Tasks:
1. Please copy word for word the passage of the permanent residency thread starting at "# Permament Residency" and ending at "for your pointers.".
2. Carry on the permanent residency thread from its final line, writing what comes next.

═════ Reading passage ═════

# Permament Residency



## KGM (Aug 19, 2014)

Dear Exparts
I need your help. Am currently on quota work permit which expires June 2015 issued under passport which expires Aug 2015. Applied for Permanent Residence in Mar 2014 and current status is "Code 102 - Processing at Head Office". My wife and kid's relative permits expire April 2015. What is my best way out? Am thinking of applying for new passport, then renew TRP under new regulations, then followed by renewal of spousal and kid relative permits. Is this the right approach OR I can take the gamble and do nothing assuming the Permanent Residency will be out by the time all our current permits start expiring? Thanking you upfront for your pointers.


----------



## explorer1 (Dec 1, 2013)

═════ Extracted material ═════

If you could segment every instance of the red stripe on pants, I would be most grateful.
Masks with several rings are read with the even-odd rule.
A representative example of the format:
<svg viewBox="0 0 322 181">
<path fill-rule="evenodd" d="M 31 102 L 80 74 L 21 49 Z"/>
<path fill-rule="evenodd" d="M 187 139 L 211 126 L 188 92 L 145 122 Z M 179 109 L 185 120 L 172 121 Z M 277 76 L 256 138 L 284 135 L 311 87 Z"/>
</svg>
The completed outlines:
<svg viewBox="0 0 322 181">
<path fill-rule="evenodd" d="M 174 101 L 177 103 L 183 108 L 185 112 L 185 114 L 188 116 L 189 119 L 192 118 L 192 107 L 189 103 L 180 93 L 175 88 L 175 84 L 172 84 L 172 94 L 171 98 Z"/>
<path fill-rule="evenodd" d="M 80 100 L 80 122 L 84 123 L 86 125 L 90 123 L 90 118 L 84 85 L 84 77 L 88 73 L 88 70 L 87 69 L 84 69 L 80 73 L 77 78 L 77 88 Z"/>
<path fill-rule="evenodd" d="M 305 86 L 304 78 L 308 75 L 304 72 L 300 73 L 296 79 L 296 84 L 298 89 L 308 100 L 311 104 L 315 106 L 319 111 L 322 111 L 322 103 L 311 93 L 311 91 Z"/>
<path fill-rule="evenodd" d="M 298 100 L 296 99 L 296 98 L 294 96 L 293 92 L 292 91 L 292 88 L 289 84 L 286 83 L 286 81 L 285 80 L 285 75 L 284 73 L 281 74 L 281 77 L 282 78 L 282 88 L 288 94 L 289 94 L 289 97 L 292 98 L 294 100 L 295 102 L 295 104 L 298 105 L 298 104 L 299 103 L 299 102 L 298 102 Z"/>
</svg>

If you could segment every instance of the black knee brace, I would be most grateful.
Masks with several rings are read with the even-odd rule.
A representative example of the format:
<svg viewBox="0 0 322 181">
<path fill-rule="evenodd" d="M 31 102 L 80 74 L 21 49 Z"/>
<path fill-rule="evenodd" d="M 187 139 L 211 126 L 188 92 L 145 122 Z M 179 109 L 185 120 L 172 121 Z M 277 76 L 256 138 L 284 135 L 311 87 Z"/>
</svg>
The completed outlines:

═════

Task responses:
1.
# Permament Residency



## KGM (Aug 19, 2014)

Dear Exparts
I need your help. Am currently on quota work permit which expires June 2015 issued under passport which expires Aug 2015. Applied for Permanent Residence in Mar 2014 and current status is "Code 102 - Processing at Head Office". My wife and kid's relative permits expire April 2015. What is my best way out? Am thinking of applying for new passport, then renew TRP under new regulations, then followed by renewal of spousal and kid relative permits. Is this the right approach OR I can take the gamble and do nothing assuming the Permanent Residency will be out by the time all our current permits start expiring? Thanking you upfront for your pointers.

2.
Hi KGM, i hope you did a family application for you and all you current dependents. Most of the PR backlog was cleared and if things are still in order you should receive your PR before end of the year. Since you submitted in March, there is a possibility that there is a fast track to clear all applications made using the old system and regulations.


----------



## LegalMan (Dec 26, 2012)

Whatever happens, logically you will need a new passport. Then, just in case that your PR doesn't come through, logically, you will need a Temporary Residence Visa (not called permits any more, that's only PR).

Don't gamble with you and your family's residency.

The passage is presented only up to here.